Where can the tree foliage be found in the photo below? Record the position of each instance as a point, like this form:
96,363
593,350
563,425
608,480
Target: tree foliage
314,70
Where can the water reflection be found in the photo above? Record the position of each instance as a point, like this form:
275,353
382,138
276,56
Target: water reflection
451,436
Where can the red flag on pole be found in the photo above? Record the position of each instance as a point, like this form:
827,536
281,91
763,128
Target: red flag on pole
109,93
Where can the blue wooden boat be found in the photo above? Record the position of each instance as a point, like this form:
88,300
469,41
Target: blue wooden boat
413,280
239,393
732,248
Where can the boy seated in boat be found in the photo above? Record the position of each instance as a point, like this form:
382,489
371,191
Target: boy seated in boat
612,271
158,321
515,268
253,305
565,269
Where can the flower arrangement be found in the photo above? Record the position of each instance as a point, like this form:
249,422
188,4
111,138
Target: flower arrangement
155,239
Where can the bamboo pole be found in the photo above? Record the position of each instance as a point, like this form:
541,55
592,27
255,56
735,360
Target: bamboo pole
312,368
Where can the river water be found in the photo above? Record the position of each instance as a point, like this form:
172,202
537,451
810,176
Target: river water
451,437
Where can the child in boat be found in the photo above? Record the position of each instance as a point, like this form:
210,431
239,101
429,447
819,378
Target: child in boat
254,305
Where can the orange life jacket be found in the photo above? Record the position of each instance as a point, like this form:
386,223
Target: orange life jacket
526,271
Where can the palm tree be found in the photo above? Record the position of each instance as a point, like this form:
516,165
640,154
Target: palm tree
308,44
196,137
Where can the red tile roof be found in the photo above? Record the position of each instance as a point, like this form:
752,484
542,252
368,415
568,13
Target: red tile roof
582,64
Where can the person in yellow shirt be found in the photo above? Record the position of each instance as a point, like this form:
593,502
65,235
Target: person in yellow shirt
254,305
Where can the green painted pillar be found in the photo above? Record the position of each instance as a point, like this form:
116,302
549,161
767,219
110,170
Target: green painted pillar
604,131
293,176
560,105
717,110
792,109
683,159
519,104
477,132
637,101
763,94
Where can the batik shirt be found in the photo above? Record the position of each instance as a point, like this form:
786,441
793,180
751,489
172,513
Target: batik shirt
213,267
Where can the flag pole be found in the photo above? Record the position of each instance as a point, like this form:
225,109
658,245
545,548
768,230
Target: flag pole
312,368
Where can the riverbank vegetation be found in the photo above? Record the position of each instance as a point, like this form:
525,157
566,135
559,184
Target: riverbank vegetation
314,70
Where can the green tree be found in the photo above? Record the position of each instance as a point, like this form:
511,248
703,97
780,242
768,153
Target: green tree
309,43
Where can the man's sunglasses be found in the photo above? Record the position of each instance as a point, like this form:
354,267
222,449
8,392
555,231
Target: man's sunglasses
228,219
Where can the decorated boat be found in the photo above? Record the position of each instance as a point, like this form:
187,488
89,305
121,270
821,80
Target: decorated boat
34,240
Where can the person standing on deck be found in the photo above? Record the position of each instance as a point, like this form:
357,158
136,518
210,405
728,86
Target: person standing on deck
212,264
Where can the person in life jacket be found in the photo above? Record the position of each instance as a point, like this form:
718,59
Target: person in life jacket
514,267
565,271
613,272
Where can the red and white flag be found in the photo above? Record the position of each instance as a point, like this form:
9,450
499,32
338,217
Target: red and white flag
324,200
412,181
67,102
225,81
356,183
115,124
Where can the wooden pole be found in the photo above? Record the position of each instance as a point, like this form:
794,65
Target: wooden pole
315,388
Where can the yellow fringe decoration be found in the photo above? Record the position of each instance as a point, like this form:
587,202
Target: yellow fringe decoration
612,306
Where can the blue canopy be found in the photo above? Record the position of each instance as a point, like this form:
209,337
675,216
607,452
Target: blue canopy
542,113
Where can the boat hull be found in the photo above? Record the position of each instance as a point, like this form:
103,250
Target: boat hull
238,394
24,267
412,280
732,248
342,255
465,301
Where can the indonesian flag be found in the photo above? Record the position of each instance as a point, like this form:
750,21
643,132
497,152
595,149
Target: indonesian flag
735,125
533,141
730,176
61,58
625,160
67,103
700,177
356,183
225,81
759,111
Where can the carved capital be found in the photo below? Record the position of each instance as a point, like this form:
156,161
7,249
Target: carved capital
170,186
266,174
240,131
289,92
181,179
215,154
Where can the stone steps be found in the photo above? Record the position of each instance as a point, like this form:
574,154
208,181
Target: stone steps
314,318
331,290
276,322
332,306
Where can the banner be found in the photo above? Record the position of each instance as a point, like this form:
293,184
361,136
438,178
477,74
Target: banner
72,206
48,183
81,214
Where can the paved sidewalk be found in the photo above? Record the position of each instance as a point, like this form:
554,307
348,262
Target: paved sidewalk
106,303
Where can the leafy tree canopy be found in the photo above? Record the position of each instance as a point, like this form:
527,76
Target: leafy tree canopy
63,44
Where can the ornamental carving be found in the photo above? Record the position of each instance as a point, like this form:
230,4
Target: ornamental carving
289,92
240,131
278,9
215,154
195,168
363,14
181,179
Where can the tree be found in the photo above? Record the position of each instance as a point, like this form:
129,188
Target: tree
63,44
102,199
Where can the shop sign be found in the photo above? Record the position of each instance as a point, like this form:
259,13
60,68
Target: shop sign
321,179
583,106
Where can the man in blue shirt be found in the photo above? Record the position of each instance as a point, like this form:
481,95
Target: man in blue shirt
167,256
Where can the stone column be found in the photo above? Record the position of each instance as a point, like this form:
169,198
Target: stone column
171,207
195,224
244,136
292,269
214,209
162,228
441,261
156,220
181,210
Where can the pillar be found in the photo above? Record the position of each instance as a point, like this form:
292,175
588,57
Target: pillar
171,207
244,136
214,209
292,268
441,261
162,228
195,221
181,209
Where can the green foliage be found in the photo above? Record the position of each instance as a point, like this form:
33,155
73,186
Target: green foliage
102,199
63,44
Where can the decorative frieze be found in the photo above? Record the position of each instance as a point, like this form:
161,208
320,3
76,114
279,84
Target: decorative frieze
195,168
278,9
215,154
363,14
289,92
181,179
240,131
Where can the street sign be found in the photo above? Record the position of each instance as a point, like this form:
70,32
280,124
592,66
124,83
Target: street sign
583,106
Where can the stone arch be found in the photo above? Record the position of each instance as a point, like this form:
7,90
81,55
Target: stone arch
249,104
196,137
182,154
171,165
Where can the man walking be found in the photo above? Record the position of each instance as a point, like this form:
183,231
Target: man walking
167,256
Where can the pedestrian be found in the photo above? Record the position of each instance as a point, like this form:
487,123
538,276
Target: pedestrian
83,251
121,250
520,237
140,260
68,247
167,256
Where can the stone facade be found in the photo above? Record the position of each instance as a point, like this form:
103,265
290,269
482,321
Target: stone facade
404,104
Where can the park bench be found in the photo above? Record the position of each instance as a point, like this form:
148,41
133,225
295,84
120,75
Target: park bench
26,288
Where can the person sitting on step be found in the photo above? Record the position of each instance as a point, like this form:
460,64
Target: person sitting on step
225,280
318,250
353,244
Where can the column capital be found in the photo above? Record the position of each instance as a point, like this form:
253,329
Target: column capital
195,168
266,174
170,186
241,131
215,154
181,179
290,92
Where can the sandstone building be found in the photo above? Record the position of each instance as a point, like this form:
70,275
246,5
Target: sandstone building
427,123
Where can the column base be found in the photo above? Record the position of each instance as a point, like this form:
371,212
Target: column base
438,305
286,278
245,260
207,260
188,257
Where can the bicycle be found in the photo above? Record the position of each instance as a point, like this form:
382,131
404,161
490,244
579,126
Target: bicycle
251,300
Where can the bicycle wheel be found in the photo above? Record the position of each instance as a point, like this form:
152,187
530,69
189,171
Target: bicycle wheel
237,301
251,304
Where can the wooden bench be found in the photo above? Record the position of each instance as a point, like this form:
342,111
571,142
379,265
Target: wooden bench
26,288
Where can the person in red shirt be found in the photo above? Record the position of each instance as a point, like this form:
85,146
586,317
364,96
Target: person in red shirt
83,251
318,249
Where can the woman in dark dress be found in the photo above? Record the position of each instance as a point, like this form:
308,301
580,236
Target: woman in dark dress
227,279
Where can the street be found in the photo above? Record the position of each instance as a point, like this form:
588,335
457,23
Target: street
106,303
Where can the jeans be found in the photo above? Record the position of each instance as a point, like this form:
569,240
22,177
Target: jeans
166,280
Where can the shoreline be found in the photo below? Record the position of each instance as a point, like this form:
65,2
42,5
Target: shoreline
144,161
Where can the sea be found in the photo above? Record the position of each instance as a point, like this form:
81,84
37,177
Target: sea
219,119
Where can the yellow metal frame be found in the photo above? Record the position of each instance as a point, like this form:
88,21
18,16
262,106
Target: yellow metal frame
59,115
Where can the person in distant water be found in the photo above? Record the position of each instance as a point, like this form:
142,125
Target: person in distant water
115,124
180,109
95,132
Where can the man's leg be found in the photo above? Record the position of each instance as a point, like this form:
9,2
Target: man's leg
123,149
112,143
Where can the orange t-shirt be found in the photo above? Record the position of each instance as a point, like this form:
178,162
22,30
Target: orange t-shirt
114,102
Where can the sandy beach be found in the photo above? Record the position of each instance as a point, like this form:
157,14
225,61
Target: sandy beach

§ **Set exercise**
Print the records word for word, starting with the line that contains "Where can the orange t-shirt" and continuing through the final line of the records.

§ **Task output**
Where can the orange t-shirt be found in the photo above? Record the position of each instance as a point, like this form:
178,162
22,30
Target: orange t-shirt
114,102
Where can the sandy beach be found in the photo above? Record the position of each instance as a point, like this form:
157,14
225,61
Target: sandy beach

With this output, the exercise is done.